> _Problems to solve_
1 > In the AI chip design article, what is one critical problem with current FPGA accelerators?
2 > Pick up the AI chip design article after its final sentence and carry it further.

Artificial Intelligence based chip design

  1. Artificial Intelligence based chip design: Transformers on Chip (part-1)
  2. Artificial Intelligence based chip design: Chip Design (part-2)

Introduction

In part-2 we treat the resources on FPGA chips, Workload, other design parameters as design variables. Finally, we feed the design variables into the Deep Reinforcement Learning agent to learn, and then suggest optimal placement of blocks to maximize certain goals like latency, etc. This part describes a few of the hardware variables and how to co-express the software and hardware variables that share a complex relationship. This co-expression is vital. For example, reducing bit width costs accuracy but frees up hardware resources that could be used for compute or cache. The Deep Reinforcement Learning Algorithm is supposed to figure out a balance that speeds up computation for tolerable accuracy losses(if at all). To use a boxing term, pound for pound, the same hardware micro-designed by a Deep Reinforcement Learning Agent for carrying a specific load.

Chip Design: Layout, Locality and Resource Allocation

Although current FPGA accelerators have demonstrated better performance over generic processors for specific workloads, the accelerator design space has not been well exploited. One critical problem is that the computation throughput may not well match the memory bandwidth provided by FPGA platforms.

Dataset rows
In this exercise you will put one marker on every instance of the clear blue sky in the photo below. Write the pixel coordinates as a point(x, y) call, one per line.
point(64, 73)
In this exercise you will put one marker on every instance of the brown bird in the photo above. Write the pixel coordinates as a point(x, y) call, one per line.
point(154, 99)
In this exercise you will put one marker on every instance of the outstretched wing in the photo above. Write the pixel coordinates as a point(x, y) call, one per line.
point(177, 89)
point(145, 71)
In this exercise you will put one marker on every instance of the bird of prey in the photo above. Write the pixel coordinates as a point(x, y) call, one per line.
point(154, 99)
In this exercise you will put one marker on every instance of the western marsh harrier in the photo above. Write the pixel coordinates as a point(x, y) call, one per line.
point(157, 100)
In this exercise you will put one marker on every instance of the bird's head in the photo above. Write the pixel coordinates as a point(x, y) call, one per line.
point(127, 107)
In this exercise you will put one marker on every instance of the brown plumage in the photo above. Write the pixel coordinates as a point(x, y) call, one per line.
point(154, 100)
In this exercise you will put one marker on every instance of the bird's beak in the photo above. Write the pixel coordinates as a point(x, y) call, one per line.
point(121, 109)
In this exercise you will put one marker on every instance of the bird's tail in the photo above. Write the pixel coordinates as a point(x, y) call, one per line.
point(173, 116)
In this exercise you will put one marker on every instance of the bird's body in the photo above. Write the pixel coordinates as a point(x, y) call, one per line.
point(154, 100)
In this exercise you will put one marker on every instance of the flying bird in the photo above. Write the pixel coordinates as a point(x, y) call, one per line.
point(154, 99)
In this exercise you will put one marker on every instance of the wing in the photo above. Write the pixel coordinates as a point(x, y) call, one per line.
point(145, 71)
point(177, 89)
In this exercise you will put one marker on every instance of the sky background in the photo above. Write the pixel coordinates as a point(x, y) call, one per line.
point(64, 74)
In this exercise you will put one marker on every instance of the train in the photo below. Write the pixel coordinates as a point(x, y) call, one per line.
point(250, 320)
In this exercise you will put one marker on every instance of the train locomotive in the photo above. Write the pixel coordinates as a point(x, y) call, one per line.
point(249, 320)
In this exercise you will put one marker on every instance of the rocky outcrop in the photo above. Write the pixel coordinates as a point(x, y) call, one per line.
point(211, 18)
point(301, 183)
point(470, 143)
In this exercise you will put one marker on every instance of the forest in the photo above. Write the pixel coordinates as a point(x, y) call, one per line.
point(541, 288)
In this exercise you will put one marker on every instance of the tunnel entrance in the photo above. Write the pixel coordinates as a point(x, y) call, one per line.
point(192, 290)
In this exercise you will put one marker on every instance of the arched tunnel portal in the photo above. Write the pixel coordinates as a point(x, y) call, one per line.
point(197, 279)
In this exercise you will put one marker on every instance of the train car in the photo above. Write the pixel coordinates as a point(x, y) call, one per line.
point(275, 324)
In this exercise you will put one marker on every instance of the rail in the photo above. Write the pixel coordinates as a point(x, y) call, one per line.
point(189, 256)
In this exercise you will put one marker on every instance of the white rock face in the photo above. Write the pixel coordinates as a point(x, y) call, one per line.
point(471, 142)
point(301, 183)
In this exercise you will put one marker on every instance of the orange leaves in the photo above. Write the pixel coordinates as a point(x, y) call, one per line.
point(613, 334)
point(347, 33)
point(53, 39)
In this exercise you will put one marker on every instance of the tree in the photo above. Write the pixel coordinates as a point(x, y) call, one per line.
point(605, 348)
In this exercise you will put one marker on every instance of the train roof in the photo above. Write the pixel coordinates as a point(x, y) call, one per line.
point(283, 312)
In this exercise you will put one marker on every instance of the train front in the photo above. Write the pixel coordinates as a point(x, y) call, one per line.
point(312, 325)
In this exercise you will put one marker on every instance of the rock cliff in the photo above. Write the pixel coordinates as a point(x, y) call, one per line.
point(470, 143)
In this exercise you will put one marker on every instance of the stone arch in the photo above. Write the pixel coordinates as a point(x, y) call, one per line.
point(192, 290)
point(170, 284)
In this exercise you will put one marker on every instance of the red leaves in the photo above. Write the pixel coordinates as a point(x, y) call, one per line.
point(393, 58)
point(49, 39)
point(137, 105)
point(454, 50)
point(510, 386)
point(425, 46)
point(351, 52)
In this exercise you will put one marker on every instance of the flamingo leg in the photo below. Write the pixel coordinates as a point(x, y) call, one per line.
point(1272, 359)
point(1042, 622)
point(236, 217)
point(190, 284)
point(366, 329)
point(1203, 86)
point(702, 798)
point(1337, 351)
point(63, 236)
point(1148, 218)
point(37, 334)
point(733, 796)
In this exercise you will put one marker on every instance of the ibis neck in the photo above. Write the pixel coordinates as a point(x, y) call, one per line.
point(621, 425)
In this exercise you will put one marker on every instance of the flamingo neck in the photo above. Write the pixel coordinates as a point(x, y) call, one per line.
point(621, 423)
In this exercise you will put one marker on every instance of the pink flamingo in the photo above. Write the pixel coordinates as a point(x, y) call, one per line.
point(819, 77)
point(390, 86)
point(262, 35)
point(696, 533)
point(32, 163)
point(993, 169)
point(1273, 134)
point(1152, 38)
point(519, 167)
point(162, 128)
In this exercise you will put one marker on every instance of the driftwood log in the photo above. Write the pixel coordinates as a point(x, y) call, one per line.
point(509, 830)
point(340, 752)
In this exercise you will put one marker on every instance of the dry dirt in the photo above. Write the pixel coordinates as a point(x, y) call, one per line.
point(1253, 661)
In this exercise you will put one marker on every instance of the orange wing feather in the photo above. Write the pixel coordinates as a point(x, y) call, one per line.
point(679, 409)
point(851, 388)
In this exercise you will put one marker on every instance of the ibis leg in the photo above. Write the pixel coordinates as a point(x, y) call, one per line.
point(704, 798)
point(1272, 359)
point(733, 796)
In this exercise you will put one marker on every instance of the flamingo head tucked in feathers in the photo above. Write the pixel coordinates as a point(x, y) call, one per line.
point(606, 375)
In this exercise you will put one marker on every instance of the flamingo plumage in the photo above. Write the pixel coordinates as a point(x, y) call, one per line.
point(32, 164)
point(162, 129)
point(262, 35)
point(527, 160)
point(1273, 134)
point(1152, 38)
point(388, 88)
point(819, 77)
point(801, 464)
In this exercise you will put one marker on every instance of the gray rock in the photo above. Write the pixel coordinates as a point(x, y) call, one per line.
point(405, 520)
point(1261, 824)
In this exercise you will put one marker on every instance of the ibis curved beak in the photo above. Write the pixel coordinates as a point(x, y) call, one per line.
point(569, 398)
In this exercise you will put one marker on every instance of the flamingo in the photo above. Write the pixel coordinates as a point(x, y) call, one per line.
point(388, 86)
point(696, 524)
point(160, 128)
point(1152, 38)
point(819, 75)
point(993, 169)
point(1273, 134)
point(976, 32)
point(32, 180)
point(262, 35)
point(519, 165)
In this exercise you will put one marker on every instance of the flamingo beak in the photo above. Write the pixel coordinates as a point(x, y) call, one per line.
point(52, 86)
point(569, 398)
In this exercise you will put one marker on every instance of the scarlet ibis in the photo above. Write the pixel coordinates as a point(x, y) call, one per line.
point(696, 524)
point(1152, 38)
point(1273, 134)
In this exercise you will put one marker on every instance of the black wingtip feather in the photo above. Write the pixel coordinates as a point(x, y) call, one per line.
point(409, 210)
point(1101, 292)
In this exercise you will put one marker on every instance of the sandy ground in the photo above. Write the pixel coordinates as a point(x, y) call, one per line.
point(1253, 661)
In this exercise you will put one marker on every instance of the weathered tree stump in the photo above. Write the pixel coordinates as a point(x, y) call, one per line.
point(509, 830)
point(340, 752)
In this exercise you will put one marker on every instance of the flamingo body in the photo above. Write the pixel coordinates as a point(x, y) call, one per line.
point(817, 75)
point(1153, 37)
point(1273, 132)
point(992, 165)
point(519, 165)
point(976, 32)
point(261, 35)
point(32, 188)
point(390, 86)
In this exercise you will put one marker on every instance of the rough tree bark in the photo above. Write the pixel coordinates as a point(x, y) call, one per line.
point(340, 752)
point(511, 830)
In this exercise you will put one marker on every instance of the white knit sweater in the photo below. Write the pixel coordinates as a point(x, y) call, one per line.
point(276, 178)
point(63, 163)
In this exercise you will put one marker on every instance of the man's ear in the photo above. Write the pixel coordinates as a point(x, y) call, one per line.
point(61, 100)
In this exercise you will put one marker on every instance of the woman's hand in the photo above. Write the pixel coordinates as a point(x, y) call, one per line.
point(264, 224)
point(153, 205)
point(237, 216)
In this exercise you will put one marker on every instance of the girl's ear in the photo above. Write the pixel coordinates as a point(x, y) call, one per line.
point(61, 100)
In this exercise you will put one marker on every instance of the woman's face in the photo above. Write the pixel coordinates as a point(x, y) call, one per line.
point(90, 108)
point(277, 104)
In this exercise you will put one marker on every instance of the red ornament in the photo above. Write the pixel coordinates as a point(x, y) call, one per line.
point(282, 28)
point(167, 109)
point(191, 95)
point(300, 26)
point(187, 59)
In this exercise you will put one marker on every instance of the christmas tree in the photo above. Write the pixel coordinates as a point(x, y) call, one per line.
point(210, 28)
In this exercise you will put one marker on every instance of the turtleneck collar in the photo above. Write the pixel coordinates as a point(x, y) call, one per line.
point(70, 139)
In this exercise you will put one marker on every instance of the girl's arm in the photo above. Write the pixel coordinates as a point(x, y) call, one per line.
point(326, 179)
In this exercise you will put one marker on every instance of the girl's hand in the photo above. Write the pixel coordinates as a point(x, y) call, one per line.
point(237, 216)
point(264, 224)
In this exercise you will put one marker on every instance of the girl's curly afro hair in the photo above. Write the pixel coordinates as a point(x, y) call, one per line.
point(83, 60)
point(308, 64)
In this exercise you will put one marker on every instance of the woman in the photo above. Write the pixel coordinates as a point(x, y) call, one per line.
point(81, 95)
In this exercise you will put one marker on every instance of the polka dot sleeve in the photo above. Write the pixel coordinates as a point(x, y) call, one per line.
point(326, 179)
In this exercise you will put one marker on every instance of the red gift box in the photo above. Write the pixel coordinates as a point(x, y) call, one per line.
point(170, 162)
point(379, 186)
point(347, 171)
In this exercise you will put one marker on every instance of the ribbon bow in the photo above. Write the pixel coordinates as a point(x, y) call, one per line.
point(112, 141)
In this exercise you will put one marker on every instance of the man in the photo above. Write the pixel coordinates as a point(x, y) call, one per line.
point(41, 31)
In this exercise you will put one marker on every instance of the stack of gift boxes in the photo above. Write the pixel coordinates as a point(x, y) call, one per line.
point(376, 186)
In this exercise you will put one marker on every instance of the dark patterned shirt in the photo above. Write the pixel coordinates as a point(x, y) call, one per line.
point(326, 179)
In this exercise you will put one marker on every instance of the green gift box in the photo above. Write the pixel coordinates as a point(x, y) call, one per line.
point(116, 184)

> _Answers to each task_
1 > Their computation throughput may not match the memory bandwidth provided by FPGA platforms.

2 >
But the bigger issue is Hardware design or even certain elements in it are usually not a variable in application design. Hardware design is a bubble, and so is software design but these don’t meet. There is a case to be made for hardware and software co-design. But a few more hardware-specific design variables first.

  • Matrix Sparsity(MS) is known to cost a lot. Checks can be built into the PE to reduce the overall cache requirement, but it comes at the cost of chip fabric space and end-to-end latency. It’s a classic trade-off.
  • Reducing Bit Width(BW) costs accuracy
    • Recent developments point toward next-generation Deep Learning algorithms that exploit extremely compact data types (e.g., 1bit, 2bit, 4bit, 8bit, 12bit, etc.).
  • This is FPGAs’ backyard but was never done dynamically and as a whole with software in the loop.

Deep Reinforcement Learning Agent

With so many design variables identified above, this essentially is a deep search problem. Many of these design variables can assume millions to billions of values and the combinatorial space is practically impossible to go through with an exhaustive search policy. Last but not least, the entire argument for Artificial Intelligence is generalization, which is the whole point of the Design Variables.

Image: figure-1: <strong>For most part this is a regular transfomer with a convolution in between</strong>
figure-1: For most part this is a regular transfomer with a convolution in between

Our Rules of the Game

Essentially these are the boundary conditions asserted by the design and/or inherent in the chip. Add to that the design variables and we have the complete rules of the game.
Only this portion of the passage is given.